Por exemplo, o que ela regista sobre os tais desafios de futebol no meio dos matos e pinhais; ... Mas são também os velhos e velhas, as crianças, as mulheres e homens na luta diária – nada nem ninguém foge à sensibilidade desta inigualável observadora.
Todas as histórias deste livrinho – relíquia são deveras interessantes e curiosas, mas a penúltima tem um sabor muito especial, dado que retrata bem muitas das situações aqui vividas, principalmente a partir dos meados do século passado, com a emigração. A autora intitulou este conto de "Rosa dramática". ... Mas o caricato de certas situações é explorado de tal forma, são pinceladas tais cenas que soam como instantes únicos em únicas ocasiões da vida... Fantástico! E a linguagem, como já acentuámos, tão directa, tão viva, tão real! Parece-nos mesmo estarmos numa plateia a olhar o desenrolar da peça-num palco qualquer da vida!....

#### [EXPERIMENTE]
Repita, sem alterações, o trecho do excerto sobre o livro de contos que começa nas palavras "Por exemplo, o" e termina após "desta inigualável observadora.".

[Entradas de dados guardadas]
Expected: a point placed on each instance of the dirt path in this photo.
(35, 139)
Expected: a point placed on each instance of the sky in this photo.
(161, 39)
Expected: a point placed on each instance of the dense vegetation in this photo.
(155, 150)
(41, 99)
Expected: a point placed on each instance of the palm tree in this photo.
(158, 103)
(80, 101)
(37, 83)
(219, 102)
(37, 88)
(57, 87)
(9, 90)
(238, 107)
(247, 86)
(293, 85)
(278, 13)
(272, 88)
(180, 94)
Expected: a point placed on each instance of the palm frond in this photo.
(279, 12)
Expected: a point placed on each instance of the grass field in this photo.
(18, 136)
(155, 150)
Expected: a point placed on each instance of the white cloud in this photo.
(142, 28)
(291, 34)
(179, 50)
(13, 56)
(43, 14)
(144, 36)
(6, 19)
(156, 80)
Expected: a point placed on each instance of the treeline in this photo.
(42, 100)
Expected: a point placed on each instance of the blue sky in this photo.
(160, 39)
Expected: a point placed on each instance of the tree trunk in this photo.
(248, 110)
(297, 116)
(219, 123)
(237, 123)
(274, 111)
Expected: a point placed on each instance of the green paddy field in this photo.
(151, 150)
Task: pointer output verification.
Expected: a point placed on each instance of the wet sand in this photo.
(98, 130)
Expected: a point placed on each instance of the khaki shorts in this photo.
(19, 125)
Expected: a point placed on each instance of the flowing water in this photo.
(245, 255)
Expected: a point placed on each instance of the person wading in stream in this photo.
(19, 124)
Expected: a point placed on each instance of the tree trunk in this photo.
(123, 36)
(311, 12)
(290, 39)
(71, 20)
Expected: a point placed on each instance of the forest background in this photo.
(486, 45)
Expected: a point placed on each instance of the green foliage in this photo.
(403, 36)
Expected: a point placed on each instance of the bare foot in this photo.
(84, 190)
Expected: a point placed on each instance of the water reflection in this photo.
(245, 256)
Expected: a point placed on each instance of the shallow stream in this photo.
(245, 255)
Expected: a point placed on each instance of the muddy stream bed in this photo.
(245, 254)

#### [RESULTADO DO EXERCÍCIO]
Por exemplo, o que ela regista sobre os tais desafios de futebol no meio dos matos e pinhais; ... Mas são também os velhos e velhas, as crianças, as mulheres e homens na luta diária – nada nem ninguém foge à sensibilidade desta inigualável observadora.